Given text:
Yemen’s dangerous war
(last modified Mon, 15 Jan 2018 15:54:20 GMT )
Jan 15, 2018 15:54 UTC

Saudi meddling in regional politics and its intervention in Yemen is destabilizing the Middle East, and pushing the country into sickness and starvation.

Laurent Bonnefoy is a political scientist, a researcher at the CNRS/Sciences Po International Research Centre (CERI) and the author of Yemen: From Arabia Felix to War. What follows is an article by Bonnefoy and translated by Charles Goulden. It was first published by Le Monde Diplomatique.

Yemen has been engulfed in civil, and regional war since September 2014; in the West it is often called a hidden or forgotten war, being so far from the minds of the major powers and media. The war has led to a severe humanitarian crisis, with the biggest ever cholera epidemic - nearly a million suspected cases since March 2017 according to the Red Cross - and a famine that threatens 70% of Yemen’s 30 million people.

All this seems barely to touch our consciences. The heavy human toll — now higher than the 10,000 victims, most of them thought to be civilians, estimated by the UN in January 2017 — has failed to put enough pressure on the belligerents to halt the fighting, in a war driven by regional actors led by the Saudi regime. The coalition led by Saudi Arabia, supported by often Salafist local militias, militants from Yemen’s Southern Movement and supporters of the fugitive President Abdu Rabu Mansur Hadi, is fighting the Asarullah Movement and the revolutionaries.  Since hostilities began, the invaders never respected international conventions, civilian life, infrastructure or historical heritage; and they have prevented journalists and humanitarian organizations from working in the country.

Saudi Arabia claims it wants to restore Hadi to power and fight the influence of what Saudis name foreigners unashamedly. The so-called Arab coalition, despite its limited effectiveness and the crimes it has committed, continues to receive technical support including reconnaissance satellites, aerial photography, military advisors, in-flight refueling from the US, UK and France. The complicity of these powers, no doubt motivated by profitable arms contracts, has long led them to oppose the establishment of a UN independent commission of inquiry.

Stored data:
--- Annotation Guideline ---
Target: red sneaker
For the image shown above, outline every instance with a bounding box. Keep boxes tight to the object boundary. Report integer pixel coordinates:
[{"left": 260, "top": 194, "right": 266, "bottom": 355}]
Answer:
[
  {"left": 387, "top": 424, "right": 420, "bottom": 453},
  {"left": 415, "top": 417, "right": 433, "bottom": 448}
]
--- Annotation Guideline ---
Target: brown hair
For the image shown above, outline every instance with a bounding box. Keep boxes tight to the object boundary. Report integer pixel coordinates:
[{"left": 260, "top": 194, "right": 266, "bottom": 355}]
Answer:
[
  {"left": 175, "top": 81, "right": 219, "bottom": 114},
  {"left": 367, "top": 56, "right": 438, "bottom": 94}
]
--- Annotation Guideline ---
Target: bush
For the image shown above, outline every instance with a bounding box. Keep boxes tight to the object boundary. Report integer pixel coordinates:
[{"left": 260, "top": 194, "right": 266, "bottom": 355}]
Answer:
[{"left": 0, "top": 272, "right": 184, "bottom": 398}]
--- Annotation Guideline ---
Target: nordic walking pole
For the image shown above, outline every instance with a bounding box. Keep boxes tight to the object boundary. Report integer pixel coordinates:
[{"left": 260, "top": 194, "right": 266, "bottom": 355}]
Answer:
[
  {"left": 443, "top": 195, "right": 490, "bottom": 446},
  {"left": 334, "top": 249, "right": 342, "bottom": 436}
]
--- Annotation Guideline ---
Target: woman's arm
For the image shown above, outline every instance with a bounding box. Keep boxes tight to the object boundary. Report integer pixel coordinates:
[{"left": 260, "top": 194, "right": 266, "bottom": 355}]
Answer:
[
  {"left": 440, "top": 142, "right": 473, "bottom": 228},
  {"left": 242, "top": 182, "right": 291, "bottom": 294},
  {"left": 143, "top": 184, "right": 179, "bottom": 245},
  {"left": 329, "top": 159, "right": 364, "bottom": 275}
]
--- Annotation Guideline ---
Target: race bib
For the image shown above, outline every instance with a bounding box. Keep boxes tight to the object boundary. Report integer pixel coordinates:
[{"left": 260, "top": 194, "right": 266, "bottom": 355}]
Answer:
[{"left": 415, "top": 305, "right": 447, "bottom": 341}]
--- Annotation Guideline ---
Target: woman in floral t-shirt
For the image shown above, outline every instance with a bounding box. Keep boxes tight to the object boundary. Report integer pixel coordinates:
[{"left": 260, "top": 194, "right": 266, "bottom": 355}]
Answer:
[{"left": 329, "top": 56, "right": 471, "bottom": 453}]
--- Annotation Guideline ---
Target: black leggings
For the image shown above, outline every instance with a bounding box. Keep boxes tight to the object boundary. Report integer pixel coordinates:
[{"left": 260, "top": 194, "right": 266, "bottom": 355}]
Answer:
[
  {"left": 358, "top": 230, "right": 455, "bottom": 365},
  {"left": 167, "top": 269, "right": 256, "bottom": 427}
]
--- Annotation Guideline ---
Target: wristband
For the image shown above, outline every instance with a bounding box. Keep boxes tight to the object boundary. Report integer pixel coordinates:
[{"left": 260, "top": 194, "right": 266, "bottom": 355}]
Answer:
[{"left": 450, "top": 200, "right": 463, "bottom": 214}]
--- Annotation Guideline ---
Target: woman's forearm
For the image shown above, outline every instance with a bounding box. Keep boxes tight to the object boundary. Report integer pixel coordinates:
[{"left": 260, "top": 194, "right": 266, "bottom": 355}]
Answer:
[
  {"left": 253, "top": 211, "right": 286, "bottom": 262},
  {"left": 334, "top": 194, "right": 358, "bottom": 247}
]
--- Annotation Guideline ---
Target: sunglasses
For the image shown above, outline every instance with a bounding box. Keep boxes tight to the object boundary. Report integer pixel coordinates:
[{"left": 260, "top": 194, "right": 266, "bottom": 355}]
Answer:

Work to complete:
(a) In the article on Yemen's war, what portion of Yemen's population does the famine threaten?
(b) Show every line of the listing that contains the string "woman", matching case.
The article on Yemen's war has no connection to the listing.

Answers below:
(a) 70% of Yemen's 30 million people.

(b)
Target: woman's arm
Target: woman in floral t-shirt
Target: woman's forearm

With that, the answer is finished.